BEGIN TEXT BLOCK

Historically, high-tech industry mergers and acquisitions have a higher percentage of failures than successes. In particular, Novell’s history of successfully leveraging its acquisitions has been spotty to poor over the last decade. Its financials are slightly down, although it has a clean balance sheet with more than $500 million in cash.

In its fourth quarter, Novell reported revenues of $287 million, compared with sales of $300 million from the same quarter in 2002. The company is also still in the red with a net loss of $109 million, which is less than the $155 million earnings shortfall in 2002.

Since 1999, fewer than one dozen financial brokerage firms have covered Novell. A snapshot of 10 financial houses covering Novell reveals seven—including Goldman Sachs and Preferred Capital Markets—downgraded the stock. Most recently, in July 2003 Roth Capital initiated coverage with a Strong Buy rating.

Vendor Winners and Losers
Novell is both a potential winner and loser. Linux may resuscitate Novell and help it be a top-tier Linux player and put pressure on Microsoft and Windows. That’s not a given.

The company’s track record on acquisitions is not good. In the late 1980s, it bought two firms, Excelan and Kinetics specifically to get the industry’s best TCP/IP stack, and then it stubbornly refused to make TCP/IP the default NetWare protocol, to the detriment of NetWare wide-area performance. Novell similarly made a shambles of its WordPerfect, Digital Research, Sirius, and USL purchases. Its UnixWare strategy came to naught and the company sold Unix System V copyrights to SCO in 1995. The more recent acquisitions of Cambridge Technology Partners, a consulting and systems integration firm in July 2001 and the 2002 purchase of Silver Stream, a Web Services and portal vendor, have yet to produce significant revenue or make a perceptible impact in their respective markets.

In short, Novell has had the opposite of the Midas touch.

Losers

  • Red Hat. The SuSE and Ximian deals put the most immediate pressure on Red Hat and Sun. Red Hat’s position as the dominant Linux distributor is now in doubt because Novell can field both a desktop and server offering as well as its own management and security offerings to complement the Linux portfolio. IBM’s $50M Novell investment suggests that Big Blue will increase its Novell business at Red Hat’s expense. Novell’s strong and deep reseller channel further stresses Red Hat.
  • Sun is struggling. Its midrange Solaris systems are experiencing heavy defections to Linux. In addition, it is attempting to transition from a hardware vendor to a services model. This puts more pressure on Sun to accelerate that move.

END TEXT BLOCK

■ **WHAT YOU NEED TO DO**
1. According to the Novell text, how much cash does Novell have on its balance sheet?
2. Continue the Novell text from its last sentence.

BEGIN DATASET ENTRIES

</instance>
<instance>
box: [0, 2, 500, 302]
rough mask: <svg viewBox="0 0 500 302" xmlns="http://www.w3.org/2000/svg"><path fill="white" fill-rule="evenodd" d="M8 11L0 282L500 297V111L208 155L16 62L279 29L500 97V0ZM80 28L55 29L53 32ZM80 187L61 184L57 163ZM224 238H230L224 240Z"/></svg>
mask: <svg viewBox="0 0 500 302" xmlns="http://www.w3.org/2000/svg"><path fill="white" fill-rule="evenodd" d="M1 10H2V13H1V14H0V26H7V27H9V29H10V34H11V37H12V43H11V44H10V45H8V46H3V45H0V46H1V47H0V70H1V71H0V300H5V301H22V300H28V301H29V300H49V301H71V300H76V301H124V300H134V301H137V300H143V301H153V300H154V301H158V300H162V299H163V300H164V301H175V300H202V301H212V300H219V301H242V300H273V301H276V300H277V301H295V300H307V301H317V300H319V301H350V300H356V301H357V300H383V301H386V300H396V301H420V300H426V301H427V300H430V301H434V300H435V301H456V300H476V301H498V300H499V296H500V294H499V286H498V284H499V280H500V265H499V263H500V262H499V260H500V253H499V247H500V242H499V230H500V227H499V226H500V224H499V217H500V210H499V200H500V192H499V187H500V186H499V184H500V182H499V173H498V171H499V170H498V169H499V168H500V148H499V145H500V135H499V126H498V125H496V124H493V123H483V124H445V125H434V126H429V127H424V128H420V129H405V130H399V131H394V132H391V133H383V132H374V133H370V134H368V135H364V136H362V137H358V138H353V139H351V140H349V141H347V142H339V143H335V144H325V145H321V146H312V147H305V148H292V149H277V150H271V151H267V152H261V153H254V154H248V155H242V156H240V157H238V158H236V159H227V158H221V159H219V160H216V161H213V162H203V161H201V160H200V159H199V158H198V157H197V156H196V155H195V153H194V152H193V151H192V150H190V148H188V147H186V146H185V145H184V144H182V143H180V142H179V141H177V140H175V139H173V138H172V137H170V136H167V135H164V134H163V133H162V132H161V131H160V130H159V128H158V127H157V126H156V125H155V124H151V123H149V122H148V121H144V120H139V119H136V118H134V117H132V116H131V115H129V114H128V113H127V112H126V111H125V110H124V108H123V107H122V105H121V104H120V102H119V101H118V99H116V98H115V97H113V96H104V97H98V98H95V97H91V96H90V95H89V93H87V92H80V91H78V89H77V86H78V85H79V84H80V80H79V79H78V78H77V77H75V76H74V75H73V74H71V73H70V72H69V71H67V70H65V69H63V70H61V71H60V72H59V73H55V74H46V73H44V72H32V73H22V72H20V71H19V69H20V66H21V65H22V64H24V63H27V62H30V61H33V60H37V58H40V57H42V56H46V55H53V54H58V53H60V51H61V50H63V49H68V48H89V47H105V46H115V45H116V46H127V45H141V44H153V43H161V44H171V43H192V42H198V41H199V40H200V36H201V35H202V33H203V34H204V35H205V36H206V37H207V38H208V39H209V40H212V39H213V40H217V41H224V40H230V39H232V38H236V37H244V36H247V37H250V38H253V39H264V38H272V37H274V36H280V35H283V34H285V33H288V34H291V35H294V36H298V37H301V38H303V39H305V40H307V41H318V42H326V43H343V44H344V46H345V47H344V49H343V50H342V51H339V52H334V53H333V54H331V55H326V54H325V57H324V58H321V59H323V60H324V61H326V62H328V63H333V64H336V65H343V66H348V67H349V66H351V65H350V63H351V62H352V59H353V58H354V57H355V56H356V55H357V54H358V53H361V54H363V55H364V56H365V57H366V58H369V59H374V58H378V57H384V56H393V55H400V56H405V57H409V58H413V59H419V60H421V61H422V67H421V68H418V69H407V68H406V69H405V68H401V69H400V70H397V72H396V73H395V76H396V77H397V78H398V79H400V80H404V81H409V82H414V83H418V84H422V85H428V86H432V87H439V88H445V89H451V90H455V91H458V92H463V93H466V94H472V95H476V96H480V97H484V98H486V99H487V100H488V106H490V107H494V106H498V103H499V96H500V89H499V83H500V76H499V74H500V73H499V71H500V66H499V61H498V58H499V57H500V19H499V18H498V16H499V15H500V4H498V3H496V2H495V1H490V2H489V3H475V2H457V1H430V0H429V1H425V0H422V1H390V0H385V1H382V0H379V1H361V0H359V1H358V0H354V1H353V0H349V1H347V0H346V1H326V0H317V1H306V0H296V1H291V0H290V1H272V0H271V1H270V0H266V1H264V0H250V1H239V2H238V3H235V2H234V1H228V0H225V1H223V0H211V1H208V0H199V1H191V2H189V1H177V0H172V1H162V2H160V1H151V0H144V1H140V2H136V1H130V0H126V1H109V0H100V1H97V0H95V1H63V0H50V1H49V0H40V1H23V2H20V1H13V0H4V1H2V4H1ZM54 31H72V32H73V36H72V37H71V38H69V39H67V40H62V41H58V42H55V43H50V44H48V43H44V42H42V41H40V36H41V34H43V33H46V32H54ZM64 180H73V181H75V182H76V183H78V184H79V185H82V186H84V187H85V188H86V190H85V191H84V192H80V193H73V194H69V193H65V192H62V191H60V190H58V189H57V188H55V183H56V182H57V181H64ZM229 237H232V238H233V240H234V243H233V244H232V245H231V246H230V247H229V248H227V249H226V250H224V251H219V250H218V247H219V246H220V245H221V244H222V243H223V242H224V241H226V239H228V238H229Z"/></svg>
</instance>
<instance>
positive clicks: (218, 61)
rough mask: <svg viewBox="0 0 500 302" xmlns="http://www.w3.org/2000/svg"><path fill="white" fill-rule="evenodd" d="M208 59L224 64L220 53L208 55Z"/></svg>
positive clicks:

END DATASET ENTRIES

■ **ANSWER SECTION**
1. More than $500 million.

2.
The Bottom Line
The jury is still out on Novell’s Linux strategy. Simply buying a technology—no matter how much momentum it has—guarantees little. Novell must swiftly detail the specifics of its Ximian and SuSE product strategies.

Vendor Recommendations

  • Novell must move swiftly and decisively to meld two disparate corporate cultures, architect a cohesive marketing strategy and provide specific details of its product, marketing, and channel strategy.
  • Novell must reach out to the ISV community to spur development of the all-important applications.
  • Novell should diversify and promote both network services and value-added tools, like Borland is doing, to spur Linux enterprise adoption.
  • Novell should clearly define a Linux indemnification strategy. Quite apart from the ongoing SCO lawsuit, Novell owes its prospective Linux customers a strong warranty that protects them in the event of third party lawsuits.
Competitive Recommendations
  • Microsoft should emphasize its indemnification policy and offer competitive deals. Windows has yet to experience serious erosion in its market share despite some well-publicized defections like the city of Munich. However, corporations and government organizations—particularly foreign governments and municipalities—are serious about Linux. Microsoft is well advised to heed the warning signals and offer licensing price breaks and incentives.
Enterprise Recommendations
  • Corporations should drive hard bargains. They should demand at least partial indemnification and ask for additional service and support including discounted, or free, on-site help with new Linux deployments.